(A data block)
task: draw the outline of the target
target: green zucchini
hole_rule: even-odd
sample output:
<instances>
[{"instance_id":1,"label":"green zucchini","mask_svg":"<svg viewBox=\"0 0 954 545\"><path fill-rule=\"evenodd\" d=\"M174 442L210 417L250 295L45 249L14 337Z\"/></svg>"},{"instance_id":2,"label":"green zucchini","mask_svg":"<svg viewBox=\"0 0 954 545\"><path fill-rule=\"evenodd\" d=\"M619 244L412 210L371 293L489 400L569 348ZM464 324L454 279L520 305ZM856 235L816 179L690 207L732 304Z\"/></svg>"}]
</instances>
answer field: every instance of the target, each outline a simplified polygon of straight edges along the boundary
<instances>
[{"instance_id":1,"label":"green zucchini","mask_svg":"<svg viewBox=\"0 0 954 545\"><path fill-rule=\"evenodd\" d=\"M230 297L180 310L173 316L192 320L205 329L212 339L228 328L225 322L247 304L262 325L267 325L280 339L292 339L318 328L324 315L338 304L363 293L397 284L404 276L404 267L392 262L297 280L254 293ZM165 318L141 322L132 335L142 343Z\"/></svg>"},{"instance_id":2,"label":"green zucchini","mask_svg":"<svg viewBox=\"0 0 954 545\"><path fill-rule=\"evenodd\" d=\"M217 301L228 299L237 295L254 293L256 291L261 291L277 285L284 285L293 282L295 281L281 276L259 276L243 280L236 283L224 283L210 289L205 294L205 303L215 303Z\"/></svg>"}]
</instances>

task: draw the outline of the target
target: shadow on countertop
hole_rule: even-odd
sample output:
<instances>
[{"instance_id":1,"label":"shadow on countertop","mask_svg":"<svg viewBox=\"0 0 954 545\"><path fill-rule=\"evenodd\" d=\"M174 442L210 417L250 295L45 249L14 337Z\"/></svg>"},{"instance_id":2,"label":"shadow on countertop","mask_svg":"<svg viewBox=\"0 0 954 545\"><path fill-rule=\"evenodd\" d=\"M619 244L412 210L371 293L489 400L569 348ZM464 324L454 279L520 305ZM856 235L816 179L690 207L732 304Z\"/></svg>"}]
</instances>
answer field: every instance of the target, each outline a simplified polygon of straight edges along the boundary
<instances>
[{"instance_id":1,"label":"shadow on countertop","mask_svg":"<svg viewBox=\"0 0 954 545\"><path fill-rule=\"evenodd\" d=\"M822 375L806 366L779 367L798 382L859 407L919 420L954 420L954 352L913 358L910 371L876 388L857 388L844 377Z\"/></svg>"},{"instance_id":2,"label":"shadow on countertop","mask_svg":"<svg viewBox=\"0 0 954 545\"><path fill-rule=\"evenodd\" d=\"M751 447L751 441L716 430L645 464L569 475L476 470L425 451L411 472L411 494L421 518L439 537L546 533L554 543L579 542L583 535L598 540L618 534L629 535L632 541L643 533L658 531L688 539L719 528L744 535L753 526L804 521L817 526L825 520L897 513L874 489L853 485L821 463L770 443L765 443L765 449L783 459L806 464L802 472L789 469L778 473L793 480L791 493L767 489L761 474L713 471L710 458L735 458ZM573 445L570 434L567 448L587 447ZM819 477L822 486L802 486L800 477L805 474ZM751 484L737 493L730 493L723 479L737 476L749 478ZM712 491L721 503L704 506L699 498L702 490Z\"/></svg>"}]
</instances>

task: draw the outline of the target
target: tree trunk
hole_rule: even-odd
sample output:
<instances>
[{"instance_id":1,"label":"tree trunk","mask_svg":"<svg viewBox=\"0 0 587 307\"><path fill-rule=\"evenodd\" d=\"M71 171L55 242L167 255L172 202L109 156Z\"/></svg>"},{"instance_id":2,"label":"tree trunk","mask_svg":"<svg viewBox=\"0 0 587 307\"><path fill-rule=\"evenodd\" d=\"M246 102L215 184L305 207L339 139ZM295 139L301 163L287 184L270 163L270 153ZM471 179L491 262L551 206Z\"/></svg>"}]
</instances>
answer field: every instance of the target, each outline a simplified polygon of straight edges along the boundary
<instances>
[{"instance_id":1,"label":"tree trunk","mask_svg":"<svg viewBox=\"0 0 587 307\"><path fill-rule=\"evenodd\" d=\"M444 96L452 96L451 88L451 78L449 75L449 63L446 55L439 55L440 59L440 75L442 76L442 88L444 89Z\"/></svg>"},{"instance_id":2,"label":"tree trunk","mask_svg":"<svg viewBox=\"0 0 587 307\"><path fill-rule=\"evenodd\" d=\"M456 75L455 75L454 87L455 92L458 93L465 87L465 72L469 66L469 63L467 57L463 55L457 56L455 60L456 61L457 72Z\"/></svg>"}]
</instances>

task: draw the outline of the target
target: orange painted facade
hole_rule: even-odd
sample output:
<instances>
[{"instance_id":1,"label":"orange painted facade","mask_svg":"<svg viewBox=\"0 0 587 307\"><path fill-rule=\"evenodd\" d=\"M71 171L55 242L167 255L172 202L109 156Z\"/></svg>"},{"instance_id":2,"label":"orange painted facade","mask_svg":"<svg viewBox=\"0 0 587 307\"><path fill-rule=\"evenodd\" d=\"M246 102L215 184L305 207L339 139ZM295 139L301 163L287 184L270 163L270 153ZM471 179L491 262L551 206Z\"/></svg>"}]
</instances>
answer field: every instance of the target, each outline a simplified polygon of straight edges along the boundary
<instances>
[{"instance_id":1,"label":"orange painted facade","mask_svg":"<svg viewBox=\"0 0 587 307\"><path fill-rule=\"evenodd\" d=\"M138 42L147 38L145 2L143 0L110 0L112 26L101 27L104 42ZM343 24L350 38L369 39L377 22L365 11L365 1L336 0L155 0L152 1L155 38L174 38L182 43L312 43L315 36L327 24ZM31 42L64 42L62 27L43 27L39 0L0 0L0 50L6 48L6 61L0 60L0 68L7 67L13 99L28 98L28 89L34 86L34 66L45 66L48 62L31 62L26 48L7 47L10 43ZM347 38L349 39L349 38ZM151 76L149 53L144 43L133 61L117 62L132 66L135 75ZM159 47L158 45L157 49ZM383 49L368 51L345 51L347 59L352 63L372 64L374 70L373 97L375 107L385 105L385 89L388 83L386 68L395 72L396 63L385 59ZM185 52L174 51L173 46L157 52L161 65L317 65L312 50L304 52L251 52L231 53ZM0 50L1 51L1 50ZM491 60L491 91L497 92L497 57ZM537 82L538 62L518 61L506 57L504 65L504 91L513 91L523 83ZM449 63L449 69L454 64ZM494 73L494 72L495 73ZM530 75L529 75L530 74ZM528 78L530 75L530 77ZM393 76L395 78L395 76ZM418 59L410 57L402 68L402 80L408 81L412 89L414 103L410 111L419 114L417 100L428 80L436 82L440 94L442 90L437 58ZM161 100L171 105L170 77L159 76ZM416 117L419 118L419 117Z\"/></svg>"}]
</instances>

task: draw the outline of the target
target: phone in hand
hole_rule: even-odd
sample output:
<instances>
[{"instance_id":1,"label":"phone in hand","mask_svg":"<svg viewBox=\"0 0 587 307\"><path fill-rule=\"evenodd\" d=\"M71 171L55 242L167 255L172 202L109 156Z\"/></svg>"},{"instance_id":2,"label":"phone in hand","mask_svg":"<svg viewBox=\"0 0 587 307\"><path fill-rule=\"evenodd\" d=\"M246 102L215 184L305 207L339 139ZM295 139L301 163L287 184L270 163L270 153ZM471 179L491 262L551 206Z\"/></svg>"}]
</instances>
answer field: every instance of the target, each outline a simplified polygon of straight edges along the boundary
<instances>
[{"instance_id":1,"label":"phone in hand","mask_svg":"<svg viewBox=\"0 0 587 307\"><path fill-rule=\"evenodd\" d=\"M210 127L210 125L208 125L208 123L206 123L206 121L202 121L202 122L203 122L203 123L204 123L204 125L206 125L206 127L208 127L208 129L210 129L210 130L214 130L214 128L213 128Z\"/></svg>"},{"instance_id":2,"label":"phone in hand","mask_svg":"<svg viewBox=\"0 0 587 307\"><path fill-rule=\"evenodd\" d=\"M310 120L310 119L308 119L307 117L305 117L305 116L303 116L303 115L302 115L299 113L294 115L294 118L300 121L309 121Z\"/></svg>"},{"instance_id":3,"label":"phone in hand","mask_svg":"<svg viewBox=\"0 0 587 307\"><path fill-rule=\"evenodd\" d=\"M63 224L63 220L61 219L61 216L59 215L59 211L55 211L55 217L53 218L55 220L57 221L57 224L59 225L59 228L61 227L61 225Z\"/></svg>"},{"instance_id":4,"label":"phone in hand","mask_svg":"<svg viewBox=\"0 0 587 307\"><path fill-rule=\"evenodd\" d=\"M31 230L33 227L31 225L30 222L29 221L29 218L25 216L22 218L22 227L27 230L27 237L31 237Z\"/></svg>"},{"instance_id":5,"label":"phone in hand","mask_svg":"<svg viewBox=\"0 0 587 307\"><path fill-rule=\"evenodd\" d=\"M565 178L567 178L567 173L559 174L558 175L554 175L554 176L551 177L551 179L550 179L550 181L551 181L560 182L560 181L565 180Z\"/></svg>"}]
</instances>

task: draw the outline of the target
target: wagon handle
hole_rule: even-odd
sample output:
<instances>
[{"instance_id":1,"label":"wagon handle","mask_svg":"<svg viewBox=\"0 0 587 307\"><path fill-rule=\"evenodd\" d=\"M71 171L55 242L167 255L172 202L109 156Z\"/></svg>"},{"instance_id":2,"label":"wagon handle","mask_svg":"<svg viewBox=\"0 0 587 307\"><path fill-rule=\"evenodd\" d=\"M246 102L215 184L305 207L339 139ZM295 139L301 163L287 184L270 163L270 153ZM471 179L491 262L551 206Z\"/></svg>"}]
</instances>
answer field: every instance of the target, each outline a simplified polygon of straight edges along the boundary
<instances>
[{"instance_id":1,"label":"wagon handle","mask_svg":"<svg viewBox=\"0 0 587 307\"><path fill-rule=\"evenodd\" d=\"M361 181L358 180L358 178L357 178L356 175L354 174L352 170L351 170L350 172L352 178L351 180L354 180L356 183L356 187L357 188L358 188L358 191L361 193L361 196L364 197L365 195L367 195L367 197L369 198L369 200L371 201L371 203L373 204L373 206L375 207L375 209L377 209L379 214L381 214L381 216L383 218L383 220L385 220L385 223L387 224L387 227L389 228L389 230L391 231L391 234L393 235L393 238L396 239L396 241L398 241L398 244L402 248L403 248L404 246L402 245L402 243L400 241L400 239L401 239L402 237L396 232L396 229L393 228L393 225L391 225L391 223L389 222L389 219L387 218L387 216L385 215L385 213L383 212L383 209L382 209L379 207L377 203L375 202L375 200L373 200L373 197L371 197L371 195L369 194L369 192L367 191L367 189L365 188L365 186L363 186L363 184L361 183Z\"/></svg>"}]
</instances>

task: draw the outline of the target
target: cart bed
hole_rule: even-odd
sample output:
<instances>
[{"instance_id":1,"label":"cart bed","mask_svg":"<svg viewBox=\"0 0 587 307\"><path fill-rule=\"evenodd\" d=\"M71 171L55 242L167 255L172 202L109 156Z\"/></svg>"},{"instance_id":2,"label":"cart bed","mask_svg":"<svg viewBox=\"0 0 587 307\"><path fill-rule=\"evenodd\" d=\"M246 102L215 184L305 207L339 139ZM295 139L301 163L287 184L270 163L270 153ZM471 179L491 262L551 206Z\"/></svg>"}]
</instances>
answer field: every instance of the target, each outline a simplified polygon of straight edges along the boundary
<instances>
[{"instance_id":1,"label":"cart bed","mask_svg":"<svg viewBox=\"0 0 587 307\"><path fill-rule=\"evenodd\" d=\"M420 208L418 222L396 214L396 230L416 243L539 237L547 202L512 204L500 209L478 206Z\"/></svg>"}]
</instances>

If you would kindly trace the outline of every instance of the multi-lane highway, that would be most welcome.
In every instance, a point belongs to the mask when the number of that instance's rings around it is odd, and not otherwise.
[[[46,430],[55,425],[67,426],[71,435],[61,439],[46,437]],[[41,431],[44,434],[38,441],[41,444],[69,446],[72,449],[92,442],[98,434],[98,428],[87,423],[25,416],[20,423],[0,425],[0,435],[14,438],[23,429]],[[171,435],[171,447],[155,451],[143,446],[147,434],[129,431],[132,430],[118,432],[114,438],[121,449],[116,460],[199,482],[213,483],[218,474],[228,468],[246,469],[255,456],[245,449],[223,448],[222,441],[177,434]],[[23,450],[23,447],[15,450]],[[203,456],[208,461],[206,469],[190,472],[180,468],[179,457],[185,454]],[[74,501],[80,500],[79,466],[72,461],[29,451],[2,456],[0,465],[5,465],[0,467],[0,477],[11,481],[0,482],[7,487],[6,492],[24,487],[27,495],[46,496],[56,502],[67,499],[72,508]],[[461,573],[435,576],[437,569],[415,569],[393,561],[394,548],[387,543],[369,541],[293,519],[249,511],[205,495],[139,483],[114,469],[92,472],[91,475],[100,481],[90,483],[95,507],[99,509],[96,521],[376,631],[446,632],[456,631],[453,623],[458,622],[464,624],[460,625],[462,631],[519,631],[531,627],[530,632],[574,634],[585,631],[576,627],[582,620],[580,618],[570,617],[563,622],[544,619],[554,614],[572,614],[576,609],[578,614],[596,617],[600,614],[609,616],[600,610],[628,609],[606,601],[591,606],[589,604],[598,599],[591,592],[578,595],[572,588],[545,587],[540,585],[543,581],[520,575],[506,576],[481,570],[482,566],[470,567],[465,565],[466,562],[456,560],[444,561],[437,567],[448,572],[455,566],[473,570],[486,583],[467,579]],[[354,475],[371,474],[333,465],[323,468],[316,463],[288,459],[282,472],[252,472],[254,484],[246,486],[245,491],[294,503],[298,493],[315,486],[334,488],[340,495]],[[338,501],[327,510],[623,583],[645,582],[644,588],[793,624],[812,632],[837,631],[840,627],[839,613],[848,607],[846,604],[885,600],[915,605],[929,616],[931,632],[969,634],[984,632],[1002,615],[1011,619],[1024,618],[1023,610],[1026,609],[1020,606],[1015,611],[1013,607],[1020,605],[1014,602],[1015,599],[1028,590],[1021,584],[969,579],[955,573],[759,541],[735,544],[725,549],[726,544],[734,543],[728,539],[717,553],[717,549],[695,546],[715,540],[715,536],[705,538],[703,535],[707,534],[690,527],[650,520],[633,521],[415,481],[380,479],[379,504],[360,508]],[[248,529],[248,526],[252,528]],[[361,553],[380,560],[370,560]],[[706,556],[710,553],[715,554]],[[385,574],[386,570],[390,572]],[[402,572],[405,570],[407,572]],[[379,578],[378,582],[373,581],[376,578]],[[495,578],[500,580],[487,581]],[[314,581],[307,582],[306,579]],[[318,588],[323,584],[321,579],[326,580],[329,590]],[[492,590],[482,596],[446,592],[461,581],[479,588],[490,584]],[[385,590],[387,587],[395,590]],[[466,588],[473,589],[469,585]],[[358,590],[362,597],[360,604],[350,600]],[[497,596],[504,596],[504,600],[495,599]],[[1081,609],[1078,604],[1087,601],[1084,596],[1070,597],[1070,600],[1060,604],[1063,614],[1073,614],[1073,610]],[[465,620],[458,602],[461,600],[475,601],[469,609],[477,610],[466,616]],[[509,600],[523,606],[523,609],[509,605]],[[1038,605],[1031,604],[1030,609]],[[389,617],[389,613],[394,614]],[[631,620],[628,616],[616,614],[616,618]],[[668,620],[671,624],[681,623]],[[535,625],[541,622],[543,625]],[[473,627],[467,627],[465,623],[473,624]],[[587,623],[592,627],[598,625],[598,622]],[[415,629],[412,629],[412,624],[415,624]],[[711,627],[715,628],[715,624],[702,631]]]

▸ **THE TASK**
Return each line of the entries above that contains the string "cart".

▸ **RESULT OF THIS TASK**
target: cart bed
[{"instance_id":1,"label":"cart bed","mask_svg":"<svg viewBox=\"0 0 587 307\"><path fill-rule=\"evenodd\" d=\"M71 171L55 242L167 255L172 202L109 156Z\"/></svg>"},{"instance_id":2,"label":"cart bed","mask_svg":"<svg viewBox=\"0 0 587 307\"><path fill-rule=\"evenodd\" d=\"M246 102L215 184L305 207L339 139ZM295 139L301 163L287 184L270 163L270 153ZM471 179L491 262L551 206Z\"/></svg>"}]
[{"instance_id":1,"label":"cart bed","mask_svg":"<svg viewBox=\"0 0 587 307\"><path fill-rule=\"evenodd\" d=\"M420 208L418 222L396 214L396 230L416 243L539 237L547 202L512 204L500 209L478 206Z\"/></svg>"}]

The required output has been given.